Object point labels
..............................
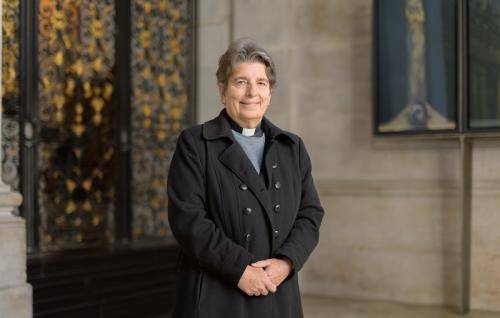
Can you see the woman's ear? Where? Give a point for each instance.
(222, 92)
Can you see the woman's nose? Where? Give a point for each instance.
(251, 89)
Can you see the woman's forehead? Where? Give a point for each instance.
(249, 69)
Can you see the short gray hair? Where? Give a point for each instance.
(244, 50)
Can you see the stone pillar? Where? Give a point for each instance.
(15, 292)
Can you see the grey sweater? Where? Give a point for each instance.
(253, 147)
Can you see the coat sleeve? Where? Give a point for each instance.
(196, 233)
(304, 235)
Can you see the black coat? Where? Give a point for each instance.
(225, 216)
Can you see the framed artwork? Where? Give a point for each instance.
(416, 66)
(484, 64)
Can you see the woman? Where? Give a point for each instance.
(242, 202)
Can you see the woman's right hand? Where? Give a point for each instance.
(255, 282)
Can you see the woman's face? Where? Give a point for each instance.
(247, 94)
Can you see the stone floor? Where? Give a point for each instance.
(319, 307)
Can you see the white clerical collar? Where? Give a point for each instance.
(248, 132)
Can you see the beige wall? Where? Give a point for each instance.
(391, 229)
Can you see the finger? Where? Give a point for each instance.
(263, 263)
(270, 286)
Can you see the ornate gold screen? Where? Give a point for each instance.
(76, 120)
(75, 153)
(160, 46)
(10, 93)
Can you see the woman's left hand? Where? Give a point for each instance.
(277, 269)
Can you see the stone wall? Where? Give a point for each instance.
(392, 224)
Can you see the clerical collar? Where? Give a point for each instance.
(249, 132)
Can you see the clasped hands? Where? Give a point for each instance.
(265, 276)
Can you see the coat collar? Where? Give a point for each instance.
(219, 127)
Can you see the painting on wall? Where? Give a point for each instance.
(484, 64)
(416, 66)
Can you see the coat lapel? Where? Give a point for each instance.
(235, 159)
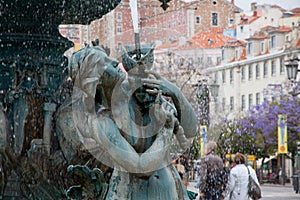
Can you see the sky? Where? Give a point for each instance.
(286, 4)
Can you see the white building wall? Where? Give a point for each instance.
(269, 18)
(245, 87)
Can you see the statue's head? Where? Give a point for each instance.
(129, 57)
(136, 70)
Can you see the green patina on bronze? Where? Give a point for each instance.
(45, 153)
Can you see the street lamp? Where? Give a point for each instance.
(292, 71)
(214, 89)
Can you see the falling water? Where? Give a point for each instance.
(135, 21)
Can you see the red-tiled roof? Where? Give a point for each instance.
(257, 37)
(210, 39)
(295, 10)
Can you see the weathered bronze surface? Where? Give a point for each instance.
(66, 137)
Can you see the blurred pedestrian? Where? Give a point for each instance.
(237, 187)
(198, 175)
(212, 174)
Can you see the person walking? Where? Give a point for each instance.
(237, 186)
(212, 174)
(198, 175)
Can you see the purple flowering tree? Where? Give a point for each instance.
(261, 124)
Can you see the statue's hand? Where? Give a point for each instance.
(156, 83)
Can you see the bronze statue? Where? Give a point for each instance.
(126, 124)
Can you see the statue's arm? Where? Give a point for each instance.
(109, 137)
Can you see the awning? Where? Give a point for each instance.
(265, 161)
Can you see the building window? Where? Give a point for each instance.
(231, 103)
(265, 69)
(219, 60)
(223, 54)
(257, 97)
(119, 16)
(198, 20)
(180, 62)
(224, 76)
(200, 60)
(216, 77)
(273, 68)
(250, 72)
(209, 60)
(262, 47)
(243, 74)
(281, 68)
(214, 19)
(223, 103)
(249, 48)
(257, 71)
(243, 103)
(250, 101)
(119, 29)
(273, 42)
(231, 76)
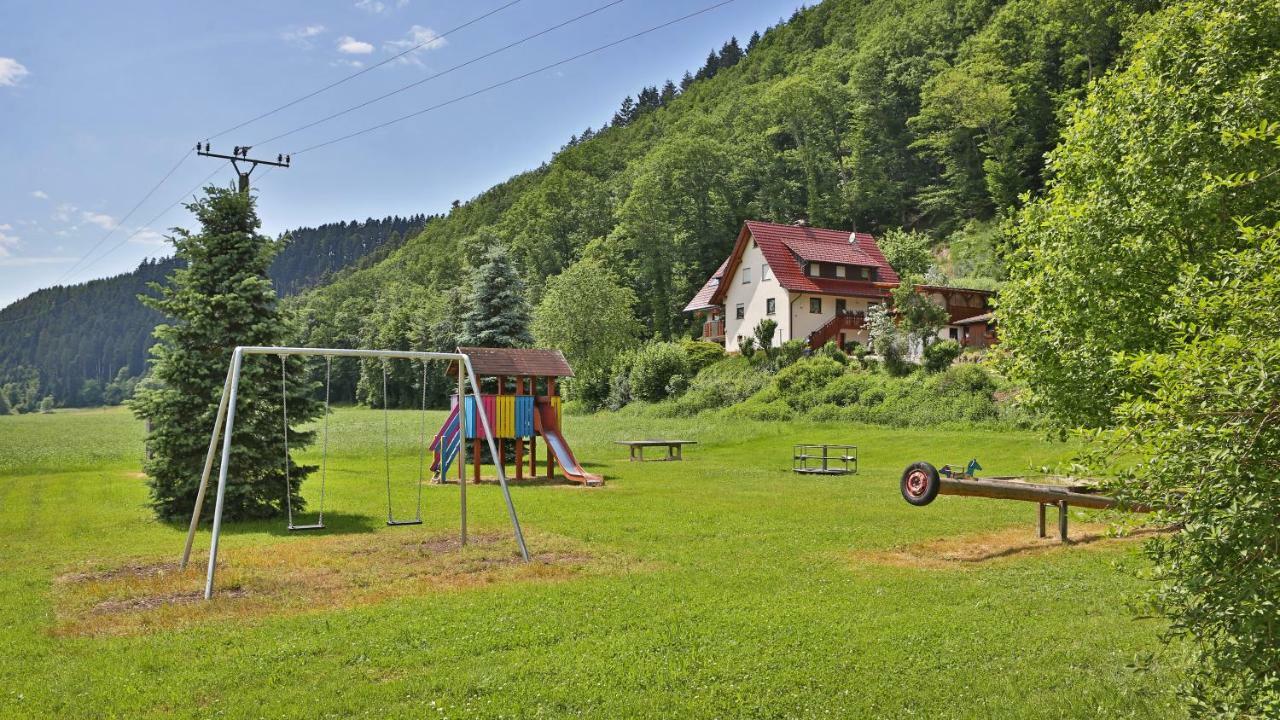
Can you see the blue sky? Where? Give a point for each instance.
(99, 100)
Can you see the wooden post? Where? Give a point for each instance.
(551, 456)
(502, 451)
(520, 441)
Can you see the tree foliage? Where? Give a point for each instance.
(219, 299)
(1207, 433)
(588, 315)
(1092, 264)
(497, 310)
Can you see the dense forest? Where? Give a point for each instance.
(87, 343)
(932, 115)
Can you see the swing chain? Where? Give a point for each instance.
(284, 419)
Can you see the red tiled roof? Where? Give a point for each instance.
(786, 247)
(493, 361)
(844, 253)
(703, 300)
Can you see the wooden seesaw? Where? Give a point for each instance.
(922, 482)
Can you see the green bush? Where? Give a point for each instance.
(725, 383)
(702, 354)
(790, 352)
(830, 350)
(801, 383)
(967, 378)
(653, 367)
(940, 355)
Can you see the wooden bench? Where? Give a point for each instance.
(675, 447)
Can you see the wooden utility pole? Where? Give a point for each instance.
(241, 155)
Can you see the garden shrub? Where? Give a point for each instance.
(967, 378)
(801, 383)
(940, 355)
(718, 386)
(790, 352)
(830, 350)
(653, 367)
(702, 354)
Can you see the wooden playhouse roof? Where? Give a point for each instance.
(512, 361)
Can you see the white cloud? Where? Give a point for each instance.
(12, 72)
(352, 46)
(10, 261)
(417, 39)
(8, 242)
(63, 212)
(147, 236)
(100, 219)
(302, 35)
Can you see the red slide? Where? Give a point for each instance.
(549, 429)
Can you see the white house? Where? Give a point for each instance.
(817, 285)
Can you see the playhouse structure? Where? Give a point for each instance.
(524, 406)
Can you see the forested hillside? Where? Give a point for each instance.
(73, 342)
(877, 114)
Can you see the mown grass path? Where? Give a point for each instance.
(748, 591)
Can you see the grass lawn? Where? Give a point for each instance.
(720, 587)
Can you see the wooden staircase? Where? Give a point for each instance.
(842, 322)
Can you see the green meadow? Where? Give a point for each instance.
(723, 586)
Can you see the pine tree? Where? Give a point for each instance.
(220, 299)
(668, 92)
(497, 311)
(730, 54)
(625, 113)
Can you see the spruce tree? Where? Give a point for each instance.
(222, 297)
(497, 311)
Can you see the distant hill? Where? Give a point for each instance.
(71, 341)
(853, 114)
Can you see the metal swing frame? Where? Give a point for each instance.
(225, 422)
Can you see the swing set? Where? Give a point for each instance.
(225, 420)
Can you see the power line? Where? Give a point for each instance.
(508, 81)
(444, 72)
(120, 222)
(352, 76)
(149, 223)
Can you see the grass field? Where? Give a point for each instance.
(721, 587)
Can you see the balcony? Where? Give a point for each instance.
(842, 322)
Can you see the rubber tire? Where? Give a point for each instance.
(932, 483)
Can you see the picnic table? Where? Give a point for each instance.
(675, 447)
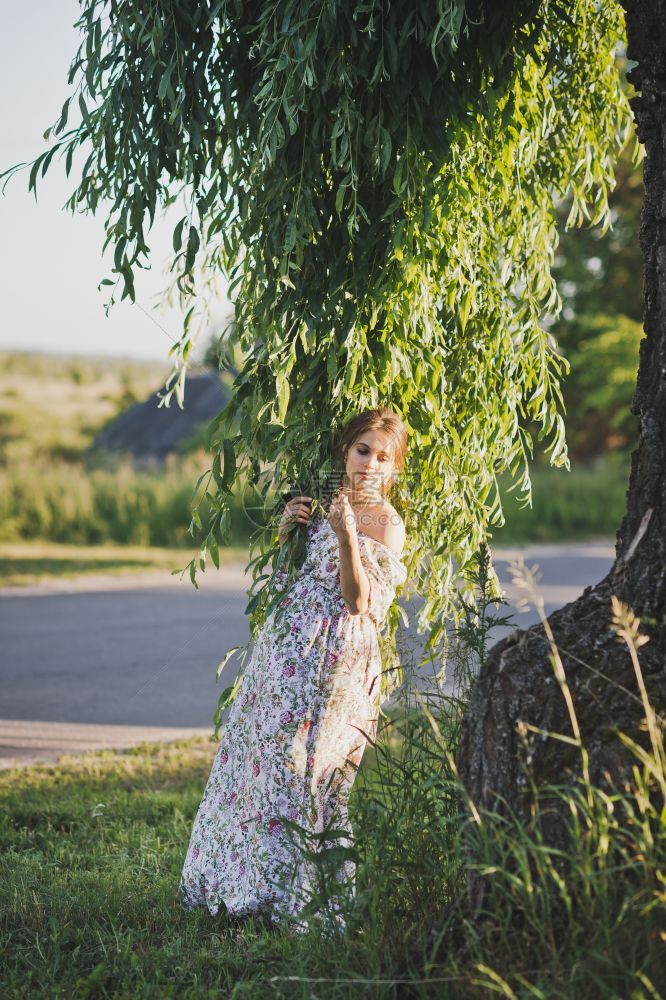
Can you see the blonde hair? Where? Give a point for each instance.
(379, 419)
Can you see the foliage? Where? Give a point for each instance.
(379, 184)
(91, 851)
(601, 271)
(64, 502)
(598, 390)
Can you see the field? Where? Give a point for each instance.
(54, 491)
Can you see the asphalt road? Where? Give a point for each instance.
(139, 654)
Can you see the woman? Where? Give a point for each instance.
(308, 699)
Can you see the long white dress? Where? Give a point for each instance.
(292, 743)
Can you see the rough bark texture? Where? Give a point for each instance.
(517, 682)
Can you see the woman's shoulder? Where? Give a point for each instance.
(383, 523)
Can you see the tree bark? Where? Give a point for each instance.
(517, 681)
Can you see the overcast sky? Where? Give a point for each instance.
(51, 260)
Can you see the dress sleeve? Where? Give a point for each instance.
(385, 572)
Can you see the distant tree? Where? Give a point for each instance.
(380, 186)
(380, 181)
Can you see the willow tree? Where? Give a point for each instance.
(378, 182)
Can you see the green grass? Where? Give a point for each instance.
(91, 851)
(24, 563)
(66, 503)
(584, 503)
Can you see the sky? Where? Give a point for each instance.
(50, 259)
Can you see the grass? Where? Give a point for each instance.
(584, 503)
(51, 405)
(25, 563)
(91, 851)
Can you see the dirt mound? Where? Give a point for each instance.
(149, 433)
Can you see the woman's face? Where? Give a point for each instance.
(369, 467)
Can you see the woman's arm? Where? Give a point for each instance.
(354, 582)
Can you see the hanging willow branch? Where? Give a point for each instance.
(378, 181)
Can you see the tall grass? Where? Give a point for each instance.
(67, 503)
(92, 852)
(585, 502)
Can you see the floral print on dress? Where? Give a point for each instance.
(294, 738)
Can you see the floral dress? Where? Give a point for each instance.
(292, 742)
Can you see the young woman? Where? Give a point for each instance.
(308, 699)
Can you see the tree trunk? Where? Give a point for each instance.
(517, 682)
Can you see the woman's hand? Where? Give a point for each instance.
(341, 517)
(299, 510)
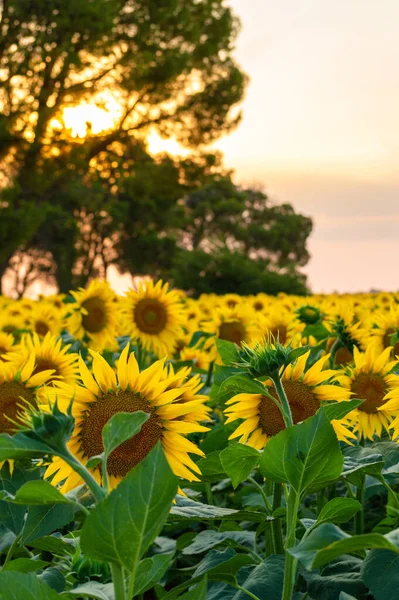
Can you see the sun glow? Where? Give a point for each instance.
(89, 118)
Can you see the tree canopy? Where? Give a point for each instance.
(70, 207)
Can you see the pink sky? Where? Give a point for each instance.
(320, 129)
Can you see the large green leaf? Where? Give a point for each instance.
(328, 542)
(223, 565)
(306, 455)
(12, 515)
(24, 565)
(92, 589)
(339, 410)
(352, 544)
(242, 383)
(265, 581)
(39, 492)
(381, 573)
(197, 592)
(21, 446)
(339, 510)
(359, 461)
(120, 428)
(57, 545)
(42, 520)
(122, 526)
(151, 570)
(208, 539)
(238, 461)
(24, 586)
(196, 511)
(228, 352)
(322, 536)
(339, 577)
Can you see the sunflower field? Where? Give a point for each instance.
(156, 446)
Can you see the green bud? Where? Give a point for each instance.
(309, 315)
(265, 360)
(53, 428)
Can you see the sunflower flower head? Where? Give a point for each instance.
(105, 393)
(305, 390)
(371, 379)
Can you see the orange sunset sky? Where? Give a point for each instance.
(320, 129)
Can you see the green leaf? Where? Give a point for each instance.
(223, 565)
(12, 515)
(58, 546)
(359, 461)
(120, 428)
(339, 410)
(239, 384)
(265, 581)
(211, 467)
(39, 492)
(338, 577)
(54, 579)
(306, 455)
(199, 335)
(328, 542)
(228, 352)
(42, 520)
(185, 508)
(238, 461)
(24, 565)
(209, 539)
(339, 510)
(353, 544)
(381, 573)
(319, 538)
(93, 589)
(121, 527)
(151, 570)
(390, 453)
(24, 586)
(198, 592)
(297, 352)
(21, 446)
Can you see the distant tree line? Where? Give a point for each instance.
(70, 207)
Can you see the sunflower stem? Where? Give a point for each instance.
(268, 506)
(118, 581)
(359, 516)
(11, 550)
(335, 347)
(98, 492)
(277, 531)
(210, 373)
(293, 501)
(285, 406)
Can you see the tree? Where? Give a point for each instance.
(237, 240)
(166, 64)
..............................
WHAT YOU ARE ASKED TO DO -
Return, word for word, each line from the line that contains "Can you see the sunflower field?" to the end of the listing above; include both end lines and nothing else.

RESPONSE TO THIS EXERCISE -
Can you see the sunflower field? Where? Give a point for each instance.
(156, 446)
Can you see the green bud? Where? Give a point for each instance.
(309, 315)
(265, 360)
(53, 428)
Can you see the sunflower flower head? Where? Give a point for each instance.
(105, 393)
(305, 390)
(371, 379)
Can you see the orange sunset sky? Where? Give a point for each instance.
(320, 129)
Can you see the green leaf? Where? Give a point for each instance.
(223, 565)
(12, 515)
(58, 546)
(359, 461)
(120, 428)
(339, 410)
(239, 384)
(265, 581)
(211, 467)
(39, 492)
(338, 577)
(54, 579)
(306, 455)
(199, 335)
(328, 542)
(228, 352)
(42, 520)
(185, 508)
(238, 461)
(24, 565)
(209, 539)
(339, 510)
(353, 544)
(381, 573)
(319, 538)
(93, 589)
(121, 527)
(151, 570)
(390, 453)
(24, 586)
(198, 592)
(297, 352)
(21, 446)
Can you see the distant tree line? Where? Give a point for each instance.
(70, 207)
Can you see the sunflower stem? Where? Give a point for each instance.
(268, 506)
(118, 581)
(359, 516)
(11, 550)
(335, 347)
(98, 492)
(277, 531)
(210, 373)
(293, 501)
(285, 406)
Can you see the tree? Where? Give a point for each instance.
(237, 240)
(166, 64)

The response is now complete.